[WHAT YOU NEED TO DO]
1: Reproduce the stretch of the passage on employee flexibility from "Ok, fine. I" through "a happier employee.", word for word.
2: In the passage on employee flexibility, what does the writer say you do with people who don't perform well on a project?

[TEXT PASSAGE]
Ok, fine. I admit some people may deserve the corporate shackle, but I’ve always been of the impression that if you give people a project and an allotment of time to do it, they either perform well or they don’t. And if they don’t, you get rid of them. I mean, if people weren’t actually working and projects were not getting done, someone is going to notice, right? Maybe I don’t know enough about the business end of it but it sure seems like allowing an employee some flexibility would mean a happier employee.

And after all, don’t you want someone who loves their job to do it when they feel their best? Seems like a logical way to improve your business, but I guess we’ll just keep doing things the way they’ve done them for hundreds of years because it’s too dangerous to think what might be actually good for the person could actually be good for your business.

[DATASET]
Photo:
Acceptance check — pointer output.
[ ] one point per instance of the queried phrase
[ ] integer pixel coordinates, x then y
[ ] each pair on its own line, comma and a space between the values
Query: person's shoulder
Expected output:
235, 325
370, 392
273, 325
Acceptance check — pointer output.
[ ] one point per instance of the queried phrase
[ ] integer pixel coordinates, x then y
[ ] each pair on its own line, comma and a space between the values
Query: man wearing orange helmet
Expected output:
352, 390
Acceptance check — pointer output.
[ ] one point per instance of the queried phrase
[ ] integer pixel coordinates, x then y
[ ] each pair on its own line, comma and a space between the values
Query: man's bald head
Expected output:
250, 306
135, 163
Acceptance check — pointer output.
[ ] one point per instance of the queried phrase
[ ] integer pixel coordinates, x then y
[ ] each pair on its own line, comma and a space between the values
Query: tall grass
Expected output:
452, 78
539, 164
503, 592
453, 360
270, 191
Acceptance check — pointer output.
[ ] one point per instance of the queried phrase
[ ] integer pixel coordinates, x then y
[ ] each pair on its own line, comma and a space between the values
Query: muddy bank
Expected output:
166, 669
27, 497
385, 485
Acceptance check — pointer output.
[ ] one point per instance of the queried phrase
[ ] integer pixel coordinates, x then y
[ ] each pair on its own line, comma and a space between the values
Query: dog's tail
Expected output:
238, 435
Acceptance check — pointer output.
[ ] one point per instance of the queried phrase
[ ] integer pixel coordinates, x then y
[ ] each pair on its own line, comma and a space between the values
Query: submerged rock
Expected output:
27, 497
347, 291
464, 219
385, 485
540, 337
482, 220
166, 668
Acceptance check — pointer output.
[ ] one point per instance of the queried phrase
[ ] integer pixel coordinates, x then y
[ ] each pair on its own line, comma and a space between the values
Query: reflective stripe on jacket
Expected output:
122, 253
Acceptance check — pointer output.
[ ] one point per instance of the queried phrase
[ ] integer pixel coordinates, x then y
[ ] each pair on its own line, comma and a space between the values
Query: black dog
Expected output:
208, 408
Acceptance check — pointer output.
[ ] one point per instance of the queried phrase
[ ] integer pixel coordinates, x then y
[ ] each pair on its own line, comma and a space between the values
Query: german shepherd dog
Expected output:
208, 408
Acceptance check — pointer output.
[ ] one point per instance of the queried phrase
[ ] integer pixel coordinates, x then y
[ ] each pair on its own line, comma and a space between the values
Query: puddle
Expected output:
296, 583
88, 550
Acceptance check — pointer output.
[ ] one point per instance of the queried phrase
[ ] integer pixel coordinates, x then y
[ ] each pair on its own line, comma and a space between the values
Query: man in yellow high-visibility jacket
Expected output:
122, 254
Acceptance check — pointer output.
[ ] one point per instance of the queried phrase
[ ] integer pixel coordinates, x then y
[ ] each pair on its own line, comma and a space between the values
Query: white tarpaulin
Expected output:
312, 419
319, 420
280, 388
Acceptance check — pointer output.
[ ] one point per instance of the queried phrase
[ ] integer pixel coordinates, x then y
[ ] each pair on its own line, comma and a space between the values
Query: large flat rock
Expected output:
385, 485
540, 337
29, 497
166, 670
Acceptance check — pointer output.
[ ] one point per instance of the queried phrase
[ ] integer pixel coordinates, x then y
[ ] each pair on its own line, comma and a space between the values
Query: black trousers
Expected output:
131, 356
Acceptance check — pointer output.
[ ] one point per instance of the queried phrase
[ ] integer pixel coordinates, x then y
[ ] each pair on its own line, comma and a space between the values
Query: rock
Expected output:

[YOUR WRITTEN ANSWERS]
1:
Ok, fine. I admit some people may deserve the corporate shackle, but I’ve always been of the impression that if you give people a project and an allotment of time to do it, they either perform well or they don’t. And if they don’t, you get rid of them. I mean, if people weren’t actually working and projects were not getting done, someone is going to notice, right? Maybe I don’t know enough about the business end of it but it sure seems like allowing an employee some flexibility would mean a happier employee.

2: You get rid of them.